*TEXT BLOCK*.
● ● ●
Next-gen sequencing reveals climate change adaptation
US biologists have proposed next-generation sequencing (NGS) as a way to provide fresh insight into populations’ responses to a changing world. Writing in the journal BioScience, Jonathon H Stillman and Eric Armstrong explained that “genomics approaches have the potential to transform the way in which ecological studies can be conducted by providing powerful tools in which genotype and phenotype data of diverse ‘wild’ populations can be measured with a never-before-possible level of fine-scale resolution”.
NGS, which makes it possible to analyse enormous numbers of short pieces of DNA very quickly, allows environmental biologists to assess the presence or absence of certain gene variants within local populations - which could point to selection for certain climate-adapted traits. Alterations in gene expression are also accessible through NGS and offer further information about population responses.
For example, in an NGS study on coral, researchers found that genes associated with cellular stress responses were down-regulated in a population that had become heat adapted. The down-regulation of CSR genes is “consistent with evidence suggesting that there is an evolutionary cost in maintaining elevated levels of expression in those genes”, according to the study authors.
● ● ●
*INFORMATION PROVIDED*.
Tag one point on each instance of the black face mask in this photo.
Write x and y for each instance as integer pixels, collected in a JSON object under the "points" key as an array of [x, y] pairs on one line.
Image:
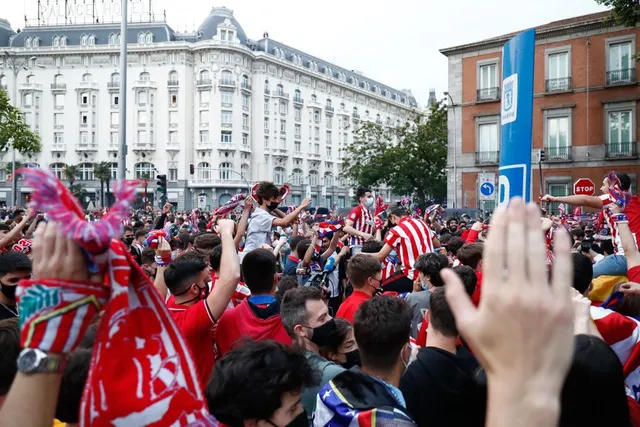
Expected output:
{"points": [[353, 359], [272, 206], [8, 291], [325, 335]]}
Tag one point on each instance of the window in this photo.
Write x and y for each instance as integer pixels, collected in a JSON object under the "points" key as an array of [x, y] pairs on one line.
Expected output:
{"points": [[204, 171], [245, 171], [620, 64], [226, 98], [173, 117], [558, 72], [86, 171], [226, 137], [278, 176], [313, 178], [558, 138], [488, 82], [204, 136], [226, 171], [488, 142], [620, 133]]}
● ● ●
*TASK TO CARRY OUT*.
Return the part of the sequencing article that begins at the words "NGS, which makes" and stops after "about population responses.", copied word for word.

*SOLUTION FOR THIS PROBLEM*.
NGS, which makes it possible to analyse enormous numbers of short pieces of DNA very quickly, allows environmental biologists to assess the presence or absence of certain gene variants within local populations - which could point to selection for certain climate-adapted traits. Alterations in gene expression are also accessible through NGS and offer further information about population responses.